_Textblock_.
• • •

Eine weitere Hürde stellte, wie Raphael Urweider ausführte, der durch den Text transportierte Zeithorizont dar. Unmöglich ist es, den Präsens/Perfekt-Modus der Mundart in das ausdifferenzierte Tempussystem des Hochdeutschen zu überführen. Auch hier sind das keine Petitessen, denn während die Mundart eher ein dämmerndes, vielleicht auch halluzinierendes Sprechen ist, in dem alles, was geschehen ist, sowohl abgeschlossen wie noch verhandelbar ist (was man sich erst einmal bewusst machen muss, denn daraus resultiert ein wesentlich entspannteres Verhältnis zu den Dingen), ordnet die Hochsprache rigoros die unabänderlichen von den noch zu verhindernden Ereignissen. Den Bewusstseinszustand der Mundart erreicht das Hochdeutsche somit nie – und umgekehrt; und für Texte, deren Protagonisten – man denke auch an den Goalie – sich unentwegt über ihre Bewusstseinsstände definieren, stellt das eine beachtliche Hypothek dar.

• • •

_Die Aufgabe_. Welchen Modus der Mundart kann man laut dem Textblock nicht in das Tempussystem des Hochdeutschen überführen?

[Datensätze zur Punktannotation]
• • •

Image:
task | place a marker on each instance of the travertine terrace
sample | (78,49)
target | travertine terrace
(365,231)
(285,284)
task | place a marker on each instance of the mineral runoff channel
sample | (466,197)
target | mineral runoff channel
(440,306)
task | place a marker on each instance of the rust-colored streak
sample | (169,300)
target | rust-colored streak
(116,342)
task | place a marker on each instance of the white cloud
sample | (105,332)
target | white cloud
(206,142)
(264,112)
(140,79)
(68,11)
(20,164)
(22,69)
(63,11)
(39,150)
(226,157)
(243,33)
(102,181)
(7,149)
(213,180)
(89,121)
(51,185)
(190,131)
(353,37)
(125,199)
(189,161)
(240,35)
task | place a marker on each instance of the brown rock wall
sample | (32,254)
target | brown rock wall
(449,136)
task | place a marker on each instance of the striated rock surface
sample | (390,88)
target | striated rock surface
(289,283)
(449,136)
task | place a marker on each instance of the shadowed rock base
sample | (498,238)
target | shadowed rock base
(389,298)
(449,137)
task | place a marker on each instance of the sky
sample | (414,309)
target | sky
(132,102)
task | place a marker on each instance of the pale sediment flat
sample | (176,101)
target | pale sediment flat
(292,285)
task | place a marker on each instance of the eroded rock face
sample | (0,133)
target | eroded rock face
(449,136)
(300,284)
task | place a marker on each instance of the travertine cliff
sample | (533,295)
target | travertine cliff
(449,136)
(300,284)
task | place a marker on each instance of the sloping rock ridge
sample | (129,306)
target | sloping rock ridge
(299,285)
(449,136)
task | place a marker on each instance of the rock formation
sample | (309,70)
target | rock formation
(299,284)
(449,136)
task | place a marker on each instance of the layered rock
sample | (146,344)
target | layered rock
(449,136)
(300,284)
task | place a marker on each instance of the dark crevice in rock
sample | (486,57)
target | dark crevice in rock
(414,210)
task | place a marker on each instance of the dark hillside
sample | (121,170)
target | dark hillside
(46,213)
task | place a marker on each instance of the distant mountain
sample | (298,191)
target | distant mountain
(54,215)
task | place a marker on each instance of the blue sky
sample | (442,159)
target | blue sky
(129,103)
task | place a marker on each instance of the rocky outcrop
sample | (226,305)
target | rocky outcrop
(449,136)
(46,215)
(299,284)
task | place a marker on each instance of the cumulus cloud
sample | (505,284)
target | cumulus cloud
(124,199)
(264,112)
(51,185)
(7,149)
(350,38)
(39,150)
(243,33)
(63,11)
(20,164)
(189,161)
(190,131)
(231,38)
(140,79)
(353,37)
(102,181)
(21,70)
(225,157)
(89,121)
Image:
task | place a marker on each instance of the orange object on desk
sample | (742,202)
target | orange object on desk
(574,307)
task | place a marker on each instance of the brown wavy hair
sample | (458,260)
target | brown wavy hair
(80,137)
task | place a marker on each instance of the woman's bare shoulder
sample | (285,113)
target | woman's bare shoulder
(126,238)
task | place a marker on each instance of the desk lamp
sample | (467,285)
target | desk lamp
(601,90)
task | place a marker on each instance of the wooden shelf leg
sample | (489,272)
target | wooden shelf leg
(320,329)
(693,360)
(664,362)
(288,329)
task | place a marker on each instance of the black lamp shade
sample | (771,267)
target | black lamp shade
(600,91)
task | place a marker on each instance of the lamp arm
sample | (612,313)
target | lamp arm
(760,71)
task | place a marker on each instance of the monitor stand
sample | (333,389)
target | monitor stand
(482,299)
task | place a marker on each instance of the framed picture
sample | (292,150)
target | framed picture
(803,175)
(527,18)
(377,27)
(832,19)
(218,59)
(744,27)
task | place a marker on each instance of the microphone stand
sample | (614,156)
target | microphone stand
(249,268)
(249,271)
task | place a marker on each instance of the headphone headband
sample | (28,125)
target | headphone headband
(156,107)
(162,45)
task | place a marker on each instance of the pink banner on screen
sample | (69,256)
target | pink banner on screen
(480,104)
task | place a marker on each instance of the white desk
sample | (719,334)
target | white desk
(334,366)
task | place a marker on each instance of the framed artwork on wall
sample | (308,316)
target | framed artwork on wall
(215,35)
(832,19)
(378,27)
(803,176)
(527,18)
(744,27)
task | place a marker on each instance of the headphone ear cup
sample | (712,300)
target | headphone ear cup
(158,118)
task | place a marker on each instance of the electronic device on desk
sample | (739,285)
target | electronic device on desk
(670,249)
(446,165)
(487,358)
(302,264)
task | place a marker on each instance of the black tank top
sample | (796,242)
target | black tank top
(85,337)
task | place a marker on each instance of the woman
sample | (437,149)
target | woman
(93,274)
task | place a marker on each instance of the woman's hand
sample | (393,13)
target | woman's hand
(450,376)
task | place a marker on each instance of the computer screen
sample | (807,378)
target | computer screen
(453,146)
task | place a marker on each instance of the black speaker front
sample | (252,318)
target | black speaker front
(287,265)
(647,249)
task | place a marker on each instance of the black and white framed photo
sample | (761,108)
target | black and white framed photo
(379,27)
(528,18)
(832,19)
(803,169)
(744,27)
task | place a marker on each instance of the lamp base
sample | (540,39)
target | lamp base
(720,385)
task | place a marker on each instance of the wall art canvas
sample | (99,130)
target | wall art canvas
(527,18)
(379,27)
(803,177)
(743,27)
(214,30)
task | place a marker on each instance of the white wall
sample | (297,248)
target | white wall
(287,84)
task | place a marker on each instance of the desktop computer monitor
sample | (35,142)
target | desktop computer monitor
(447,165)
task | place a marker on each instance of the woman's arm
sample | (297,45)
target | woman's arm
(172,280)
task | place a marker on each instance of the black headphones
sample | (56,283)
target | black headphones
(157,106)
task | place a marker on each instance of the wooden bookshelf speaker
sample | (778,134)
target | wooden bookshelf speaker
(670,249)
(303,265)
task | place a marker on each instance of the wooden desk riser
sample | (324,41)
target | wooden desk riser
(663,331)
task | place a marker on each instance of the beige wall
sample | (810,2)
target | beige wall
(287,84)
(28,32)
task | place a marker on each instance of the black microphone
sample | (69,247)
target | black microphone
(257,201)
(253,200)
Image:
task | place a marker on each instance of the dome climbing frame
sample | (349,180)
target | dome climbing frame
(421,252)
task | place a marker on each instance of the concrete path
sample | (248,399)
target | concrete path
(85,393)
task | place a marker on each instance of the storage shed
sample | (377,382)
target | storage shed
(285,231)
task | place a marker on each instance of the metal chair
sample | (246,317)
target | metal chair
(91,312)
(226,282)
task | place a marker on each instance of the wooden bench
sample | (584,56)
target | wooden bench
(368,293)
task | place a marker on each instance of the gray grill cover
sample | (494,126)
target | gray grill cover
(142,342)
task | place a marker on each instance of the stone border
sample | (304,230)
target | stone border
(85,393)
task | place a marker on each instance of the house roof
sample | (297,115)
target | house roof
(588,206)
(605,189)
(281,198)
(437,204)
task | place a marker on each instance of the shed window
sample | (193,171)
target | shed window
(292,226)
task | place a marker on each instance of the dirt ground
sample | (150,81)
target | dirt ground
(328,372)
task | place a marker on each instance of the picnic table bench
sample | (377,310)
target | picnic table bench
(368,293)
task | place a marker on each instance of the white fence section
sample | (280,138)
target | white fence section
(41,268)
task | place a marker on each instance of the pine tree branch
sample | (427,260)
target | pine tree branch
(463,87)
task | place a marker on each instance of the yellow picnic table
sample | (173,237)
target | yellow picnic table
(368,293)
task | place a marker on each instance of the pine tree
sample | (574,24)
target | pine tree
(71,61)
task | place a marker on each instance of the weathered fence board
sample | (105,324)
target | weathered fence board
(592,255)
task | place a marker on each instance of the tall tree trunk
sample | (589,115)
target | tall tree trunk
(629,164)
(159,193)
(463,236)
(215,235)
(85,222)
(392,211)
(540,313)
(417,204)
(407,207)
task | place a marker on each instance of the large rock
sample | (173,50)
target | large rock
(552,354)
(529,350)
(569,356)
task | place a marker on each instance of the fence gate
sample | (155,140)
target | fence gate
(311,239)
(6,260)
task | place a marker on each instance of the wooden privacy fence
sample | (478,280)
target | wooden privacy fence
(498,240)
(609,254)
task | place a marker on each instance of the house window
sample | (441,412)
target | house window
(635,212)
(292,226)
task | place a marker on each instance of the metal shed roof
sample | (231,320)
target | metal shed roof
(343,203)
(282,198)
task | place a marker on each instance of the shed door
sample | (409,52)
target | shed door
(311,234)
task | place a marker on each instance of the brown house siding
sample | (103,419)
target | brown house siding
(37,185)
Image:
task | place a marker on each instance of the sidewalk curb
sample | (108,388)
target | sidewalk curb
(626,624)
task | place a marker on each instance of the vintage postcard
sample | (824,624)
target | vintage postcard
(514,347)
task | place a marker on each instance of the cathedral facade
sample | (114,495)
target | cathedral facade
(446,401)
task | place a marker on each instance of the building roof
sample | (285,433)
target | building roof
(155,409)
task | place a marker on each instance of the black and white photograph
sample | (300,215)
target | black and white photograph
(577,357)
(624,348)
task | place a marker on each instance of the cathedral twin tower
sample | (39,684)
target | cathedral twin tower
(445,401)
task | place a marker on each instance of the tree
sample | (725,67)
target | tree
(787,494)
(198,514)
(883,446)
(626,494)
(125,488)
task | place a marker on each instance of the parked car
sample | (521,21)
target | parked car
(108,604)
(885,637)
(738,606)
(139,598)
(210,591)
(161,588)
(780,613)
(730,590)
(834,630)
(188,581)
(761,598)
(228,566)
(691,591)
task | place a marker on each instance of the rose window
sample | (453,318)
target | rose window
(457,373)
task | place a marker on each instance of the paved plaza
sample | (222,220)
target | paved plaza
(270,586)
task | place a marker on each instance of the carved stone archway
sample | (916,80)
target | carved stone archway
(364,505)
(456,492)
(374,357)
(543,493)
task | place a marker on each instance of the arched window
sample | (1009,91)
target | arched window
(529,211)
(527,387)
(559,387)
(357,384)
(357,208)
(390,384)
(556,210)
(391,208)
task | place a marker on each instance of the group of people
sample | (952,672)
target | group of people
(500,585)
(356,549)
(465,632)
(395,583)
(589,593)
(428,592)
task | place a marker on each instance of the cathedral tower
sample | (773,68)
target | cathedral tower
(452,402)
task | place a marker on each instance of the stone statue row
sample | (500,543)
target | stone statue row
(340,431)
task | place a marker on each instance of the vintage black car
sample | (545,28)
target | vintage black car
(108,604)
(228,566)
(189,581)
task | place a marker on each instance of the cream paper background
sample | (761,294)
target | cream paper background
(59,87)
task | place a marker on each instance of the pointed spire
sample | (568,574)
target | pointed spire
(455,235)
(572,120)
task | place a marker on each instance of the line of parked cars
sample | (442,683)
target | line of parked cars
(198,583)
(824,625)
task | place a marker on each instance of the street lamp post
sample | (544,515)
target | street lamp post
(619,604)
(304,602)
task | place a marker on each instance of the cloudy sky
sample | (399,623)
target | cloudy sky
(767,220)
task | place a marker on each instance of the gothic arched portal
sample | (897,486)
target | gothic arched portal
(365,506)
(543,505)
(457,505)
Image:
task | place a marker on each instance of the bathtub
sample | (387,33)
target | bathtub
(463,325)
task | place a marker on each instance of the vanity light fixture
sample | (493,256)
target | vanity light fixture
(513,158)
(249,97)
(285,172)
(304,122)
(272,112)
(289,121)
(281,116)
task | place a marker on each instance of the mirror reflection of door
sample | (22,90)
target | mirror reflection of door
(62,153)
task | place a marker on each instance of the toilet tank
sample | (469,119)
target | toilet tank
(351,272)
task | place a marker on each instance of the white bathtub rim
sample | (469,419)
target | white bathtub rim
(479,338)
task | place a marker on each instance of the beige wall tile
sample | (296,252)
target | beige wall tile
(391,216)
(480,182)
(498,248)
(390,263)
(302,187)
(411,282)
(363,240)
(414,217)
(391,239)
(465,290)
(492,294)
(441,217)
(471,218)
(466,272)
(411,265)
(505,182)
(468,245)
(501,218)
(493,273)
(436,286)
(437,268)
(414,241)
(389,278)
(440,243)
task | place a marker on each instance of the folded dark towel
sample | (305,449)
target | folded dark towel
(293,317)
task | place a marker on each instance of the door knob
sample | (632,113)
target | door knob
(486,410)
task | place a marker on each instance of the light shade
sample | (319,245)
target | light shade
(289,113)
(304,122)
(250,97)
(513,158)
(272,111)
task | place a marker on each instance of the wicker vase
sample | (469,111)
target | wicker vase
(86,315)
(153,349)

• • •

_Ergebnis der Aufgabe_. Den Präsens/Perfekt-Modus.